## Exercise goal:
Rewrite the data below, replacing "leaf stem" with "petiole" and leaving everything else unchanged.

## Excerpted data:
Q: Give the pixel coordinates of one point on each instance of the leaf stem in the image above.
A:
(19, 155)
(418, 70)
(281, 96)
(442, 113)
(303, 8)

## Finished task:
Q: Give the pixel coordinates of one point on each instance of the petiole in the image above.
A:
(19, 155)
(418, 70)
(281, 96)
(442, 113)
(303, 8)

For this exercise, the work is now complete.